A few weeks ago EMSI looked at the states with the largest share of 1099 workers — that is, proprietors/independent contractors, farm workers, and others not covered by unemployment insurance. We found that since 2006 every state (as well as D.C.) has seen growth in noncovered workers.
Simply put, the number of workers outside traditional employment rolls is on the rise.
We have since mapped out job growth among 1099 workers in every U.S. county from 2006-2011 to see where this increase in nontraditional employment is most evident. And the data makes the trend even clearer: The majority of counties across the nation have seen at least a small increase in noncovered workers, and some have seen huge increases. This is especially the case in the western and southwestern portions of the U.S.

::::

--- Exercise description ---
Reproduce verbatim the passage on 1099 workers, beginning at the words "We have since" and ending after the words "of the U.S.".

::::

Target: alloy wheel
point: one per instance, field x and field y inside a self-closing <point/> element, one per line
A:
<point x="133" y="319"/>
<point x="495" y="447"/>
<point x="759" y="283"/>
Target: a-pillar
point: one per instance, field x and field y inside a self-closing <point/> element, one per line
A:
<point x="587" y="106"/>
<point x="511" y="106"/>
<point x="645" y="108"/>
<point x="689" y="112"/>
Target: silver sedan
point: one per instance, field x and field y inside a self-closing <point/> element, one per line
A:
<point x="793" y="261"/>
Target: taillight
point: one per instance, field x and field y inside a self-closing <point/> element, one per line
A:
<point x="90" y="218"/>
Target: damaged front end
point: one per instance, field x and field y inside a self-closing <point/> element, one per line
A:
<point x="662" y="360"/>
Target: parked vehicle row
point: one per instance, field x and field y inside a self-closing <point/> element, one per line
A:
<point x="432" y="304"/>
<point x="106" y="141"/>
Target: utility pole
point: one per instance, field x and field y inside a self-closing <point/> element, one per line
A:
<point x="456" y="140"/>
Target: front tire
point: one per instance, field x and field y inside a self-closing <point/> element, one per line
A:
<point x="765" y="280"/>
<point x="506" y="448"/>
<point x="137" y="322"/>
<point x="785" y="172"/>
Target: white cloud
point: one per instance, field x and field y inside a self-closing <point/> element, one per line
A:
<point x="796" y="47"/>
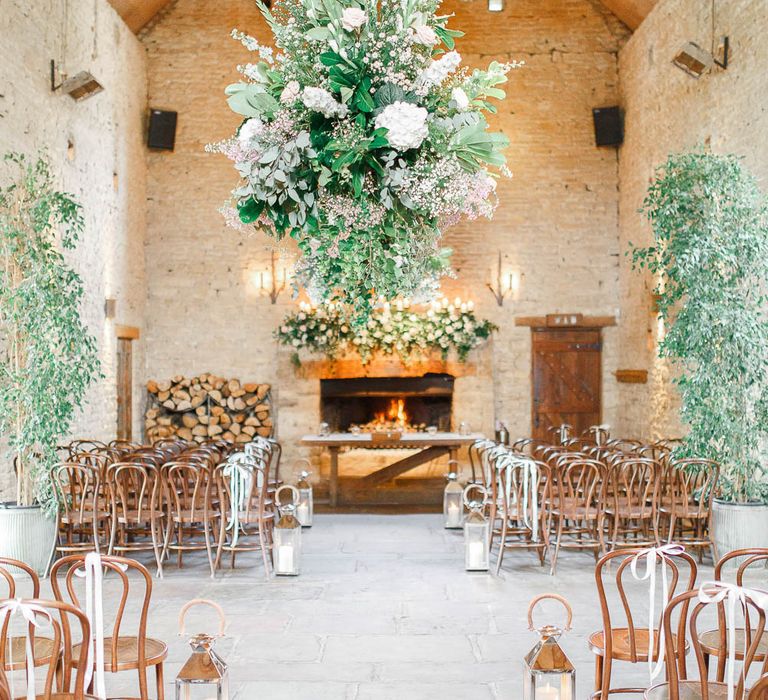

::::

--- Solution for this task ---
We have since mapped out job growth among 1099 workers in every U.S. county from 2006-2011 to see where this increase in nontraditional employment is most evident. And the data makes the trend even clearer: The majority of counties across the nation have seen at least a small increase in noncovered workers, and some have seen huge increases. This is especially the case in the western and southwestern portions of the U.S.